2. The arithmetic processing unit according to claim 1, wherein either the association of the basic register set or the association of the first extended register set is identical to the association of the second extended register set.
3. The arithmetic processing unit according to claim 2, wherein the register renaming unit includes a basic map that stores the association of the basic register set and a first extended map that stores the association of the first extended register set, but does not include a map that stores the association of the second extended register set.
4. The arithmetic processing unit according to claim 1, further comprising:
a reservation station configured to output the instruction decoded by the instruction decoder to the operator irrespective of an instruction sequence; and
a commit stack entry configured to control such that the operation result stored in the allocated renaming register is stored in the specified storage destination register corresponding to the allocated renaming register in the instruction sequence.
5. The arithmetic processing unit according to claim 1, wherein
the instruction decoder determines the association of the basic register set and the association of the first extended register set when decoding the multi-data instruction, and determines either the association of the basic register set or the association of the first extended register set when decoding the non-multi-data instruction, and
the association of the second extended register set, which is used to operate the multi-data instruction, is identical to either the association of the basic register set or the association of the first extended register set.

## DATA PROVIDED

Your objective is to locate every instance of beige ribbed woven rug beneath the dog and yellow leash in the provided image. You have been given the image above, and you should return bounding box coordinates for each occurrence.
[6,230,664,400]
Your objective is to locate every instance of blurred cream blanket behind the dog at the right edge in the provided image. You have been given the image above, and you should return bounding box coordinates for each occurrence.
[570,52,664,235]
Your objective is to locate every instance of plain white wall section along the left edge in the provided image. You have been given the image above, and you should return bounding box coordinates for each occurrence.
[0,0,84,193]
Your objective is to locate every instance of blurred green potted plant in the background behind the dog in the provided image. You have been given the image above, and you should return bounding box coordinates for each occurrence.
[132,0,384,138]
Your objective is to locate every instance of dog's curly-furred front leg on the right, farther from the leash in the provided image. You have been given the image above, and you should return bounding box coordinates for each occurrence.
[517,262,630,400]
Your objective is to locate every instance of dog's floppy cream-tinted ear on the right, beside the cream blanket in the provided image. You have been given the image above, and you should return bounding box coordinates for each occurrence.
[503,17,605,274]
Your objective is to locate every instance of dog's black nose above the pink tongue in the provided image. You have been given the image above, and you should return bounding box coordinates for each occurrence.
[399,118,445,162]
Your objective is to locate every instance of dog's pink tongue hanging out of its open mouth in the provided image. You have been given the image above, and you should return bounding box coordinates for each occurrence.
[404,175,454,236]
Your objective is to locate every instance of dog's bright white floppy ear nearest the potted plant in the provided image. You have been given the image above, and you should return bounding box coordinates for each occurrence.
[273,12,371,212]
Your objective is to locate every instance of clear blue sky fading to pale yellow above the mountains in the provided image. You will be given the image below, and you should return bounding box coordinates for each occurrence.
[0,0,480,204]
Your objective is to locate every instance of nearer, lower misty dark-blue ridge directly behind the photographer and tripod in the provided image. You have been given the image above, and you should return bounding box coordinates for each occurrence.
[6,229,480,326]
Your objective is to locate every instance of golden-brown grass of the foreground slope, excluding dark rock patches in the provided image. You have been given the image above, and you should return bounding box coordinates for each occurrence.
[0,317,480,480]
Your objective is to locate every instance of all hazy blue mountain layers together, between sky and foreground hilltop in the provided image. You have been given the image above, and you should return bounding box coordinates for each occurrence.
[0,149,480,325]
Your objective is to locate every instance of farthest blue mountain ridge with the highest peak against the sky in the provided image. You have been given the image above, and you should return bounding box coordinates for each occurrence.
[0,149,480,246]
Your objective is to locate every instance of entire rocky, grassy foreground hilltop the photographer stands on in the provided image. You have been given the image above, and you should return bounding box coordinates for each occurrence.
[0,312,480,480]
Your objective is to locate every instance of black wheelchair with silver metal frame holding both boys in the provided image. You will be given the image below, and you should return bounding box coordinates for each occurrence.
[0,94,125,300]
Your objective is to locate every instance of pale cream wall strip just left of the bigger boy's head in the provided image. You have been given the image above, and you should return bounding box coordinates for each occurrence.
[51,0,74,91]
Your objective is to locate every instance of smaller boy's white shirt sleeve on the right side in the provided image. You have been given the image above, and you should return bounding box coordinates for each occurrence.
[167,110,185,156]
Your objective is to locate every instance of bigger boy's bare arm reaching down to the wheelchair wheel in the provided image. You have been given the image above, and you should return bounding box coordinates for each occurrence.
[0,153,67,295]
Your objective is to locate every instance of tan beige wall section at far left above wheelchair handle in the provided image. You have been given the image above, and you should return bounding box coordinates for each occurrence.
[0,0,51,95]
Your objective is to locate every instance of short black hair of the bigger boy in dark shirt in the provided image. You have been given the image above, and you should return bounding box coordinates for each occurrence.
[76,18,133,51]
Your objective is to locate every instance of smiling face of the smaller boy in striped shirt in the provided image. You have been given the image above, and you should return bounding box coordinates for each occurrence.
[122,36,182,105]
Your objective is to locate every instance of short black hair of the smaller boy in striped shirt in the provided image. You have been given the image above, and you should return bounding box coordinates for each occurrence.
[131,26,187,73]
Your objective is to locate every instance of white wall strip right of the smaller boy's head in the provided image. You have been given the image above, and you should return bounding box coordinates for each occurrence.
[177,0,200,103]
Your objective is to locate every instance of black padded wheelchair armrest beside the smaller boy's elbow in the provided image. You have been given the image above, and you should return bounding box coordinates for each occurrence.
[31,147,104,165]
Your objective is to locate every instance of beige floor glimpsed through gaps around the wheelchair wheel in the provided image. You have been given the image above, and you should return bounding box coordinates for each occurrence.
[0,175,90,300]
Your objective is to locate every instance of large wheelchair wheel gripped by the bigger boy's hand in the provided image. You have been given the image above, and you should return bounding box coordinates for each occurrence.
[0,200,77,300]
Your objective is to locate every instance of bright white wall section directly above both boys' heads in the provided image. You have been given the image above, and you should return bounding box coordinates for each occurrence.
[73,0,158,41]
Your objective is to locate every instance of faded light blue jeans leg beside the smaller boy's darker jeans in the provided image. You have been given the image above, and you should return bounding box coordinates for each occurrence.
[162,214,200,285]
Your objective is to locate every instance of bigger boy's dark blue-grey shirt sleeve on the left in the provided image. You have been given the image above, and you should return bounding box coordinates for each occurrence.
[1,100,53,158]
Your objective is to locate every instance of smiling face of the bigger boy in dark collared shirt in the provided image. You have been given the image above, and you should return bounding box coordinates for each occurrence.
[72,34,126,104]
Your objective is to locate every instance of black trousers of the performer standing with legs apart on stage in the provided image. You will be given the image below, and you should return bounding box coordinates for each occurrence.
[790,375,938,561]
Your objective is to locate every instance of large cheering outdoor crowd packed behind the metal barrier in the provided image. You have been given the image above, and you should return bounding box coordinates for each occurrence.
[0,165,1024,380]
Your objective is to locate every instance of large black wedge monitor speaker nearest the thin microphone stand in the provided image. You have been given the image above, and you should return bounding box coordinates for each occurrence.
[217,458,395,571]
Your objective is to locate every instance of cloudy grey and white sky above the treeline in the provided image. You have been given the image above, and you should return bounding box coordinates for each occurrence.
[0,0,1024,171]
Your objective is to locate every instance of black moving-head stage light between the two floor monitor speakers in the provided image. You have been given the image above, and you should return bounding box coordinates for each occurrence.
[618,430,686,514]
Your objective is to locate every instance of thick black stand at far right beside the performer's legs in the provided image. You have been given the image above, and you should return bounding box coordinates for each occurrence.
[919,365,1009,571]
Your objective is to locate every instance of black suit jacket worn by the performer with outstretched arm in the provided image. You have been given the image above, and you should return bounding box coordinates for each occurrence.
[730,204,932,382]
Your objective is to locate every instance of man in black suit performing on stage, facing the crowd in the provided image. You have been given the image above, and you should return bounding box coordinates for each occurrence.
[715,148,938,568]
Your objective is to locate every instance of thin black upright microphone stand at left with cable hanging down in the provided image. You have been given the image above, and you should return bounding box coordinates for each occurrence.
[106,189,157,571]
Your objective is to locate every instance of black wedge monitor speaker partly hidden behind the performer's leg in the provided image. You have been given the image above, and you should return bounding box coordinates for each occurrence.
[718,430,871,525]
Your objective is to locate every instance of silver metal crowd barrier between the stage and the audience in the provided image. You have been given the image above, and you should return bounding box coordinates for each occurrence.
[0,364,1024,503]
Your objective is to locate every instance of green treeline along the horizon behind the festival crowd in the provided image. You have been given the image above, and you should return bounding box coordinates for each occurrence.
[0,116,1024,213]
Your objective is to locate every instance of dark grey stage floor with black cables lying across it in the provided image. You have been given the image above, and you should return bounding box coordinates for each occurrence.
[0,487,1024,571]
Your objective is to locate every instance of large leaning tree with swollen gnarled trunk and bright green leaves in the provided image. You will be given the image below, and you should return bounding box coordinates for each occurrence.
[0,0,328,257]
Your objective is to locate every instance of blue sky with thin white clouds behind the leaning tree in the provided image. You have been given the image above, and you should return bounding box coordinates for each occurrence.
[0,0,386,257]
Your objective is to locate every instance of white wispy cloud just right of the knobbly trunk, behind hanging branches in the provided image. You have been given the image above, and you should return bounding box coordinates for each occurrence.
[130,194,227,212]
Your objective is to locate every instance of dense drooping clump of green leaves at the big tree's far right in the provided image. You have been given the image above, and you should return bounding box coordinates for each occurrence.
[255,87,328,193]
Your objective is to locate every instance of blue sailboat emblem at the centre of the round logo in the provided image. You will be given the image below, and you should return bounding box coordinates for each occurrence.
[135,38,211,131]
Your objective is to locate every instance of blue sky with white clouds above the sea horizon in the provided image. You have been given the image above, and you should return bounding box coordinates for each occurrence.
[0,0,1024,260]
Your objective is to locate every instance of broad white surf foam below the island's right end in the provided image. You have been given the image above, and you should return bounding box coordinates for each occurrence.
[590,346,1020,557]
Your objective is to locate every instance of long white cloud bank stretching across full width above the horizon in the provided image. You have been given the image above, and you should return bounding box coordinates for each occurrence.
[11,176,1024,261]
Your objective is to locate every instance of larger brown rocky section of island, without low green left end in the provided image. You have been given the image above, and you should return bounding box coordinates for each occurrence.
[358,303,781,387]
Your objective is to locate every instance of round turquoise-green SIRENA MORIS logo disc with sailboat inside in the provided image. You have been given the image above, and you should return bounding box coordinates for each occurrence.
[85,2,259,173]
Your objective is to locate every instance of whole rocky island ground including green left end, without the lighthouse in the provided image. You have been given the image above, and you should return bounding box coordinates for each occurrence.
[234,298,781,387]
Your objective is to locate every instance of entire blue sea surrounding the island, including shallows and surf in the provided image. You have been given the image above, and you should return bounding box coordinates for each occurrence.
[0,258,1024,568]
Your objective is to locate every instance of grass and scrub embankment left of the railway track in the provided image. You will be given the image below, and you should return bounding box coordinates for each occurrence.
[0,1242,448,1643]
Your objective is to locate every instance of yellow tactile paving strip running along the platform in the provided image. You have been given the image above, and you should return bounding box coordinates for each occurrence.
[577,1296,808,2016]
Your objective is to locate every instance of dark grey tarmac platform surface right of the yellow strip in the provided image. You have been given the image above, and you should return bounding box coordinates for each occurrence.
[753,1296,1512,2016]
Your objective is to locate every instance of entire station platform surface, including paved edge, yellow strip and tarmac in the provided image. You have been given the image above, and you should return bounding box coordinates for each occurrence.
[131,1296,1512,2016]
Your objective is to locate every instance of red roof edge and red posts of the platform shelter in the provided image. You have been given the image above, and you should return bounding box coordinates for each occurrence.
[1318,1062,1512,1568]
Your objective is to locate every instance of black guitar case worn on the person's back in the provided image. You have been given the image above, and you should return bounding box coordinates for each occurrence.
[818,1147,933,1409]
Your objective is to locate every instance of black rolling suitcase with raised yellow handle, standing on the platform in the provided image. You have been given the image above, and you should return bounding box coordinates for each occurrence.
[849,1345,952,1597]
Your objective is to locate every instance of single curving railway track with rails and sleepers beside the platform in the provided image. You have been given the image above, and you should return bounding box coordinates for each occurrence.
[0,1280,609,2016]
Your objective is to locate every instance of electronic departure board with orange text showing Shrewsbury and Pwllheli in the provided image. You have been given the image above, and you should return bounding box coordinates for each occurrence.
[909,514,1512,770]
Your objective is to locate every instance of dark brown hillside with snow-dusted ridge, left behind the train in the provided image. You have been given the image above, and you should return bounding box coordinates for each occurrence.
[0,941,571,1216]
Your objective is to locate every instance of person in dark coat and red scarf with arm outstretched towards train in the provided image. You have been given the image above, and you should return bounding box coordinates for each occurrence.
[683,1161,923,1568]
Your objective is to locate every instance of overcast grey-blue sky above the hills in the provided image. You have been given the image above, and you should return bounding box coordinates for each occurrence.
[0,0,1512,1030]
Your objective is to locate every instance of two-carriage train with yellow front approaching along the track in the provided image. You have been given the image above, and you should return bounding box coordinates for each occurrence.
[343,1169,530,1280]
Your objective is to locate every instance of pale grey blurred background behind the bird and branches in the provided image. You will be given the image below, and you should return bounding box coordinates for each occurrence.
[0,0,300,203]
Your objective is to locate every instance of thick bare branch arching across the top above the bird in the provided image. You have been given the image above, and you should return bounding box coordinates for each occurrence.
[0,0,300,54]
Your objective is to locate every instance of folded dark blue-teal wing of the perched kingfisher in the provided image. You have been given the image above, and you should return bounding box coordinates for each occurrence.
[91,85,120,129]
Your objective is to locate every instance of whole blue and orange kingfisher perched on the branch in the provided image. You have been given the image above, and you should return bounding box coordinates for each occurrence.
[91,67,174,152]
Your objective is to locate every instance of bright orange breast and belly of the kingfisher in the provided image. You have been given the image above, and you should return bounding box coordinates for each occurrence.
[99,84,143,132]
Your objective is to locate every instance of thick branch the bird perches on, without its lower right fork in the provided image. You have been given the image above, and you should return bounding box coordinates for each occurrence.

## ACTIONS TO TAKE
A – Do these statements agree with the patent claims above? Answer yes or no for each, quoting the deciding words of the patent claims exactly.
(i) In claim 3, the register renaming unit includes a map that stores the association of the second extended register set.
(ii) In claim 4, the reservation station outputs the decoded instruction to the operator irrespective of an instruction sequence.
(iii) In claim 5, the instruction decoder determines both the basic and the first extended associations when decoding the non-multi-data instruction.
B – Could you resume the patent claims above, picking up right after the end of claim 5?

## TASK RESULTS
A –
(i) No: "but does not include a map that stores the association of the second extended register set."
(ii) Yes: "configured to output the instruction decoded by the instruction decoder to the operator irrespective of an instruction sequence"
(iii) No: "determines either the association of the basic register set or the association of the first extended register set when decoding the non-multi-data instruction"

B –
6. The arithmetic processing unit according to claim 1, wherein
when the multi-data instruction is operated, the plurality of operators store the operation results in the allocated renaming registers of the basic register set, the first extended register set, and the second extended register set, and
when the non-multi-data instruction is operated, any of the plurality of operators stores the operation result in the allocated renaming register of either the basic register set or the first extended register set.
7. A control method for an arithmetic processing unit including,
an instruction decoder configured to decode an instruction;
three or more operators configured to, when the instruction decoded by the instruction decoder is a multi-data instruction in which plural data processing is implemented parallel in response to a single instruction, process in parallel the plural data, and when the instruction decoded by the instruction decoder is a non-multi-data instruction in which singular data processing is implemented in response to a single instruction, process the singular data individually;
a plurality of storage destination register groups that are provided to correspond respectively to the plurality of operators and are configured to store operation results from the operators;
a plurality of renaming register groups that are provided to correspond respectively to the plurality of operators and are configured to store the operation results; and
a register renaming unit configured to store an association between a specified storage destination register specified by an instruction from the storage destination register group and an allocated renaming register allocated from the renaming register group,
the control method comprising:
using the plurality of storage destination register groups and the plurality of renaming register groups, when operating the multi-data instruction, and
using a basic storage destination register group in the plurality of storage destination register groups, a first extended storage destination register group in a plurality of extended storage destination register groups in the plurality of storage destination register groups, a basic renaming register group in the plurality of renaming register groups, and a first extended renaming register group in a plurality of extended renaming register groups in the plurality of renaming register groups, when operating the non-multi-data instruction.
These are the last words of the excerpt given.